■ Tasks and exercises
1/ Write out the mailing-list reply about fungus gnats word for word, starting at "If you google" and ending at "not too often.".
2/ List every web address given in the mailing-list reply about fungus gnats.

■ Passage for review
----------

Re: [aroid-l] Amorph Blues
- Subject: Re: [aroid-l] Amorph Blues
- From: Dan Levin <firstname.lastname@example.org>
- Date: Sun, 04 Jul 2004 02:38:40 -0700
I knew exactly what pest you'd found even before I clicked on
the link to view your image. Sadly, I find these all too often in
the rotting tubers/ corms of many aroids; Amorphophallus and
Alocasia especially. The pest you discovered is the larval or maggot
stage of (enter sinister organ music...) the ubiquitous Fungus Gnat.
Thing is- and this is important- it is my firm belief based upon
years of rotting more aroid tubers/ corms than I'd ever admit to
in a public forum, that these fungus gnat larvae are more akin
to a nasty secondary infection and are rarely if ever the primary
Not to diminish their impact; I'm sure the larvae -greatly- accelerate
the demise of any tuber/ corm they infect, but there always seems to have
been an initial case of rot or decay in said plant parts which has preceded
the invasion. Even if it's only a matter of hours or one day... i.e. I've never
observed fungus gnat larvae laying siege to a healthy tuber- though they are
reputed to eat root parts and consequently stunt plant growth.
Once fungus gnat larvae are discovered inside a tuber or corm, the
problem is most certainly compound and not quite as simple as
"eliminate the pest and all will be well... " You will have some fungal or
bacterial rot to contend with and by implication, sour compost or media.
If you google "fungus gnat" you'll find pages & pages of info; most
Universities with an Ag school offer info on this pest & potential controls.
A few such sites hosted here in the states:
http://www.ipm.ucdavis.edu/PMG/PESTNOTES/pn7448.html (UC Davis)
http://www.ipm.ucdavis.edu/PMG/B/I-DP-BRAD-LV.004.html (a Larvae image)
http://ohioline.osu.edu/hyg-fact/2000/2114.html (Ohio State)
http://insects.tamu.edu/extension/bulletins/uc/uc-028.html (Texas A&M)
My advice for hatching Wilbert's micro mail-order Amorpho tubercles:
- Never overpot, stick to a suitably sized container
- Keep moist but never wet, unless growing in very high heat
in a media/ pot with great drainage and much air movement
- Check/ lift the little tikes every other day; scrupulously check for rot
or desiccation... it's a fine line! Checking them daily is not too often.

----------

■ Recorded data
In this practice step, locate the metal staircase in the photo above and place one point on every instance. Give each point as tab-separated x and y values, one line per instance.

----------

■ Activity answers
1/
If you google "fungus gnat" you'll find pages & pages of info; most
Universities with an Ag school offer info on this pest & potential controls.
A few such sites hosted here in the states:
http://www.ipm.ucdavis.edu/PMG/PESTNOTES/pn7448.html (UC Davis)
http://www.ipm.ucdavis.edu/PMG/B/I-DP-BRAD-LV.004.html (a Larvae image)
http://ohioline.osu.edu/hyg-fact/2000/2114.html (Ohio State)
http://insects.tamu.edu/extension/bulletins/uc/uc-028.html (Texas A&M)
My advice for hatching Wilbert's micro mail-order Amorpho tubercles:
- Never overpot, stick to a suitably sized container
- Keep moist but never wet, unless growing in very high heat
in a media/ pot with great drainage and much air movement
- Check/ lift the little tikes every other day; scrupulously check for rot
or desiccation... it's a fine line! Checking them daily is not too often.

2/
- http://www.ipm.ucdavis.edu/PMG/PESTNOTES/pn7448.html
- http://www.ipm.ucdavis.edu/PMG/B/I-DP-BRAD-LV.004.html
- http://ohioline.osu.edu/hyg-fact/2000/2114.html
- http://insects.tamu.edu/extension/bulletins/uc/uc-028.html